● WHAT YOU WILL DO
1. Return every line in the listing that contains the string "puppy". Case matters.
2. Carry on the post about building a Smalltalk debugger with JSR292, starting right after its last sentence.

>> START EXCERPT TO READ

Implementing a Smalltalk debugger with JSR292

[Mark Roos]

One of the key parts of Smalltalk is the 'live' debugger.  Unlike the 
general dynamic language features which
are well supported by the additions from JSR292 the debugger requires 
support which may not have been considered
as necessary to support dynamic languages.  So we were not sure we would 
be able to provide that portion
of the Smalltalk experience on the jvm.

The good news is that we were able to implement almost all of the 
Smalltalk debugger features using only the
services provided in the released jdk7.  I thought I would take a moment 
to describe how we  did it to both
demonstrate the approach and to solicit suggestions for improvements.

>> END EXCERPT TO READ
>> START RECORDED INFORMATION

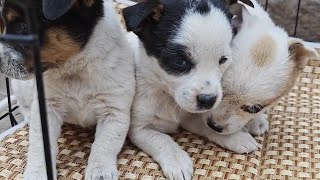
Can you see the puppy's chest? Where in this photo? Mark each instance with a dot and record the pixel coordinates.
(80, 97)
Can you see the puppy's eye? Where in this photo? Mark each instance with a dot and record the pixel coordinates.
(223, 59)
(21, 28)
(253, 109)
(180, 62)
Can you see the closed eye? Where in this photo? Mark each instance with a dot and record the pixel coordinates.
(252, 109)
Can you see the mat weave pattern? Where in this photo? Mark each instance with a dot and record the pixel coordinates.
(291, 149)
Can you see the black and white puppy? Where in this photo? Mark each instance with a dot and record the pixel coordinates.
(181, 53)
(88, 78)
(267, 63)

>> END RECORDED INFORMATION
>> START RECORDED INFORMATION

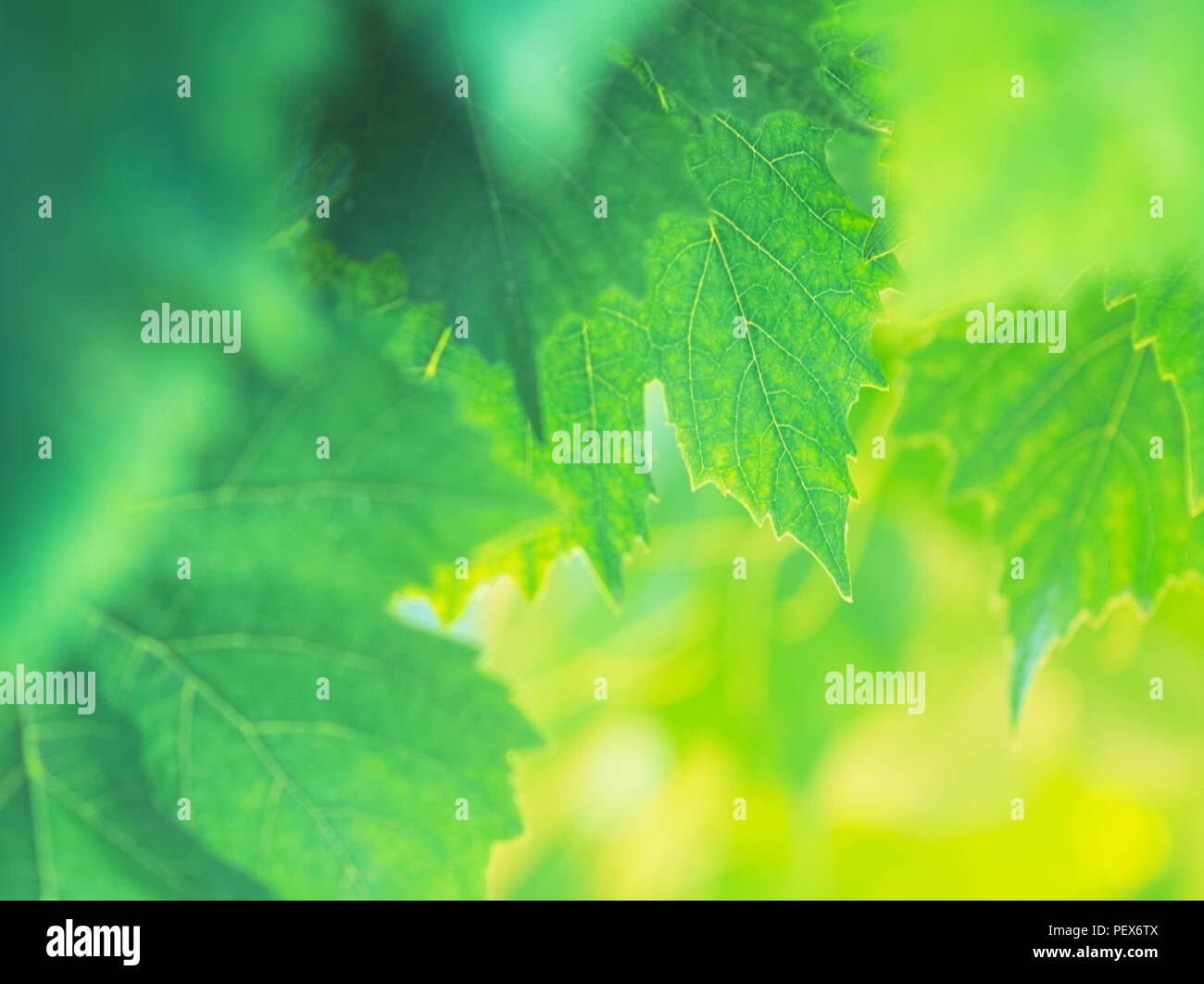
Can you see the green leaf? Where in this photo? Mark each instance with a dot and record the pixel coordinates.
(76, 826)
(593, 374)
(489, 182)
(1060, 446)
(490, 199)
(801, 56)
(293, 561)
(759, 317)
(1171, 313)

>> END RECORDED INFORMATION
>> START RECORDED INFORMATION

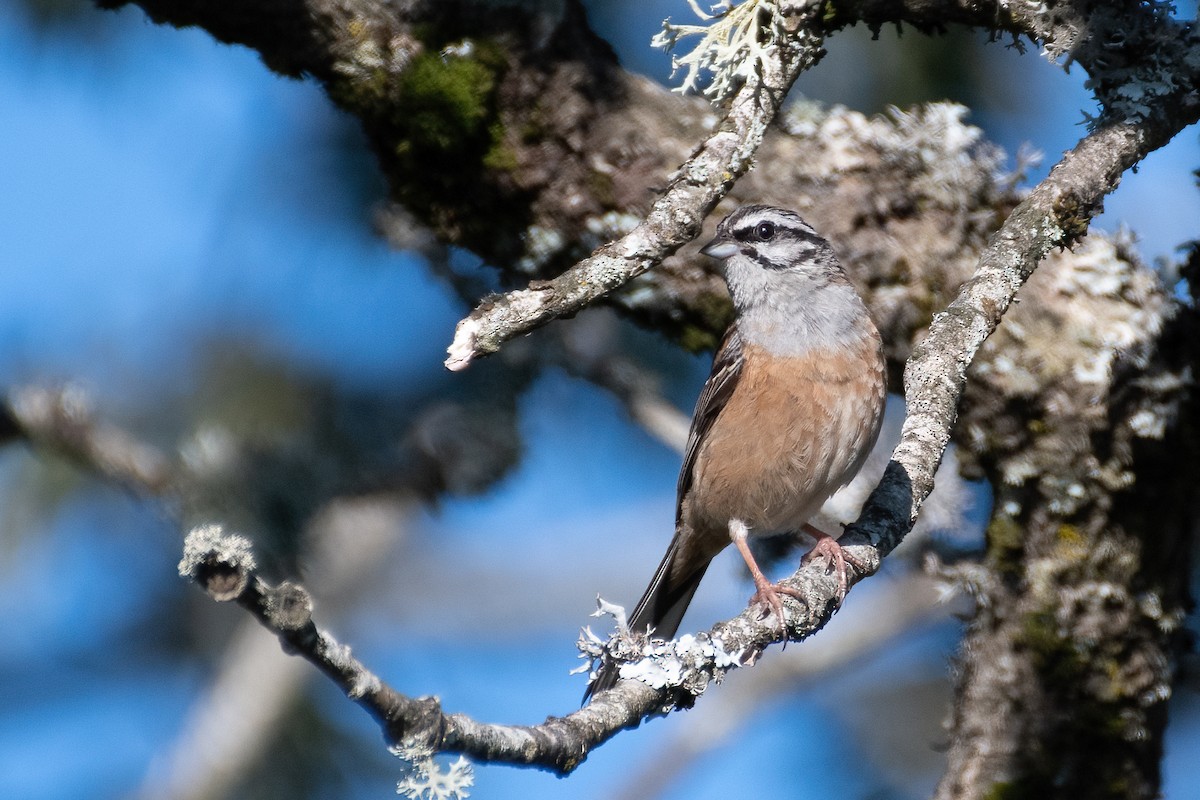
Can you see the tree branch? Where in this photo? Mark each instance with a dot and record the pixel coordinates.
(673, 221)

>> END RECORDED INFORMATION

● EXPECTED ANSWERS
1.
Can you see the puppy's chest? Where in this photo? Mark each instance with a dot and record the pixel coordinates.
Can you see the puppy's eye? Where in this photo? Mark each instance with a dot and record the pixel coordinates.
Can you see the black and white puppy? Where in this photo? Mark each instance with a dot and record the pixel coordinates.

2.
The Smalltalk debugger is 'live' in that it exists as a separate thread 
within the same process/memory space as the
thread being debugged.  This allows one to manipulate and inspect all 
objects from the same viewpoint as the
debugged thread.  Smalltalk offers the ability to inspect all instances of 
a class(type),  all references to a specific
object,  the variables on all levels of the stack, senders and 
implementers of methods, and the ability to single step
through method sends.  There is also the ability to restart a thread from 
any level of the stack but we opted to 
wait on the coro patch before implementing this ( I also don't use it as 
it can have quite a few side effects ).

The approach we took has two facets, we ( mainly oscar ) coded a C++ jvmti 
agent with a JNI interface which allowed
us to call some JVMTI apis from within the jvm being debugged and we added 
some logic to the callsite to handle the
stepping.

Implementers and senders of methods is handled via reflection on the 
classes and methods present so that was easy.

To support all instances and all references requires heap inspection which 
we get from using the jvmti heap functions.
This had some issues with some of the support classes for invoke dynamic 
but we were able to use a two pass tagging
approach to make sure we found all of the references to our objects.  This 
has to find objects both in arrays and in
instance vars.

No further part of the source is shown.